**WHAT IS BEING ASKED:** List every column heading in the ANOVA summary table printed in the diet weight-loss excerpt.

**EXCERPT:**
To confirm this, I can Perform a Follow-up Analysis using Tukey Honest Significant Differences. The Tukey test will allow me to test three pairs of hypotheses together simultaneously. I modeled the tests as follows:
\[ \begin{aligned} H_0:& \mu_2 - \mu_1 = 0 \quad \text{(or, } \mu_1 = \mu_2 \text{)} \\ H_1:& \mu_2 - \mu_1 \neq 0 \quad \text{(or, } \mu_1 \neq \mu_2 \text{)} \\ H_0:& \mu_3 - \mu_1 = 0 \quad \text{(or, } \mu_1 = \mu_3 \text{)} \\ H_1:& \mu_3 - \mu_1 \neq 0 \quad \text{(or, } \mu_1 \neq \mu_3 \text{)} \\ H_0:& \mu_3 - \mu_2 = 0 \quad \text{(or, } \mu_2 = \mu_3 \text{)} \\ H_1:& \mu_3 - \mu_2 \neq 0 \quad \text{(or, } \mu_2 \neq \mu_3 \text{)} \\ \end{aligned} \]
a <- aov(weight_loss ~ Diet, data = diet_df)
coef(a)
## (Intercept) DietB DietC
## 3.0500000 -0.4428571 2.8928571
summary(a)
## Df Sum Sq Mean Sq F value Pr(>F)
## Diet 2 91.89 45.95 10.38 0.000244 ***
## Residuals 39 172.70 4.43
## ---
## Signif. codes: 0 '***' 0.001 '**' 0.01 '*' 0.05 '.' 0.1 ' ' 1
Based on the output of the Tukey HSD test, we can conclude the following:
Therefore, we can conclude that the diet C offers a different effect on weight loss, showing the higher weight loss value than diet B when both compared with diet A (the control group). Additionally, we can conclude that the difference in weight loss between group A and B is not statistically significant. This result aligns with our initial analysis and visualization of the data.
Management have placed a benchmark of over 5kg increase in weight loss for a new diet formulation to be implemented. To further aid their decision on a possible implementation of a new diet, the clinicians will like to confirm if the underlying weight loss obtained following diet C food supplement is more than 5 kg higher than the average of the underlying weight loss obtained following diet B?
The hypothesis to test if the mean weight loss \(\mu_3\) of diet C is more than 5kg higher than the mean weight loss \(\mu_2\) of diet B is formulated as follows:
\[ \begin{aligned} H_0:& \mu_3 - \mu_2 \leq 5 \quad \text{: } \mu_3 \text{ is not more than 5kg higher than } \mu_2 \\ H_1:& \mu_3 - \mu_2 > 5 \quad \text{: } \mu_3 \text{ is more than 5kg higher than } \mu_2 \\ \end{aligned} \]
ght <- glht(m_mu,
# State the hypothesis to be tested (null hypothesis):
linfct = c("DietC - DietB <= 5"))
summary(ght)

**GIVEN ENTRIES:**
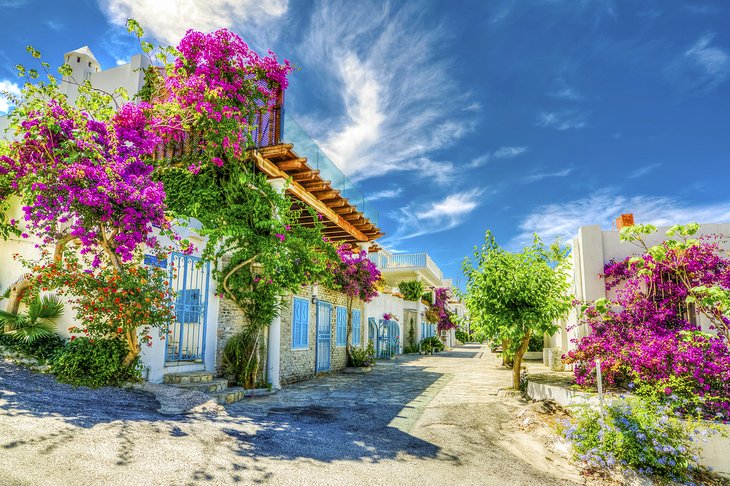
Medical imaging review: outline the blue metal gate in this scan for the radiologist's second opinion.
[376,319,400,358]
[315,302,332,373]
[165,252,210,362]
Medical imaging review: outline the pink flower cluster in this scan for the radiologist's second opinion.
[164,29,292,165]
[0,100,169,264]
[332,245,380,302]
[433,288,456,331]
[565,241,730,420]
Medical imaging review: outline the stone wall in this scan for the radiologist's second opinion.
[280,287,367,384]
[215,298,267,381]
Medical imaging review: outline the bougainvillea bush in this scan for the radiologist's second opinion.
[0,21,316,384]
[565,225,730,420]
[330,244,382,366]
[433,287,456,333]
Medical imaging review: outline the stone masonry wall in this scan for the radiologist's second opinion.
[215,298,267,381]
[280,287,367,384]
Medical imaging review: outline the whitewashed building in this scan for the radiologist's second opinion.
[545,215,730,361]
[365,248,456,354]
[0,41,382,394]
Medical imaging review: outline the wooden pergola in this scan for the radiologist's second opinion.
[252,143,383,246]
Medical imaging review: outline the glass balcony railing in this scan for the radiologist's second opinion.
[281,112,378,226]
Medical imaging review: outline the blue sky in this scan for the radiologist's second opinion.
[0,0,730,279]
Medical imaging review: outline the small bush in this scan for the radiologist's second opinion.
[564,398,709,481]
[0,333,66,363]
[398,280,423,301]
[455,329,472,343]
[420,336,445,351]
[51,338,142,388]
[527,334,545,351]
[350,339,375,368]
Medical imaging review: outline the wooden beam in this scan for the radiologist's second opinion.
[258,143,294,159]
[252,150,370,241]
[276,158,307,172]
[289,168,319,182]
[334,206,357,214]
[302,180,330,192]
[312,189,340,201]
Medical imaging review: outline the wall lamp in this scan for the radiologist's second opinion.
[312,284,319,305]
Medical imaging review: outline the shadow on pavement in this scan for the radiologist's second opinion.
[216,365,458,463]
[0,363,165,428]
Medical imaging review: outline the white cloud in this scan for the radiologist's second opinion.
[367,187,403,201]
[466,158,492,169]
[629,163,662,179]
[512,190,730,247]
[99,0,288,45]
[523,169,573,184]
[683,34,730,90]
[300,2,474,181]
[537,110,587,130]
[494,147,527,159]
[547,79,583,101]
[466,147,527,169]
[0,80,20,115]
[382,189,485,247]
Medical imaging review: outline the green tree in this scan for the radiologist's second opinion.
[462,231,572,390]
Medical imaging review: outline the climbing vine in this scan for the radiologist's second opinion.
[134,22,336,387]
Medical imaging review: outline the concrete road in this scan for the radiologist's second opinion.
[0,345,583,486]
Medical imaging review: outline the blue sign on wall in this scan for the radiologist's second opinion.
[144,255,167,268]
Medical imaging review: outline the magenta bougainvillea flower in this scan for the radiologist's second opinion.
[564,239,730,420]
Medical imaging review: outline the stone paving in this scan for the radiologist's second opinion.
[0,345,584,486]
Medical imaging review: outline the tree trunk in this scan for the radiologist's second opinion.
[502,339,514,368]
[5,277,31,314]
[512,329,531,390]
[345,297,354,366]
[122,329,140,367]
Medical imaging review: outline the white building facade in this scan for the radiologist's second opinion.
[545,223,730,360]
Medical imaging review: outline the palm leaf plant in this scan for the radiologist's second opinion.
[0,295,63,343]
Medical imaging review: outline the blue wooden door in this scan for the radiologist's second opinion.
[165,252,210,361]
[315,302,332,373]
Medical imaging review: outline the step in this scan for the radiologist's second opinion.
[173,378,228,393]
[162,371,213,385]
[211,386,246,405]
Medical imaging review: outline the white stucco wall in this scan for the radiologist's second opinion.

**WRITTEN ANSWER:** Df, Sum Sq, Mean Sq, F value, Pr(>F)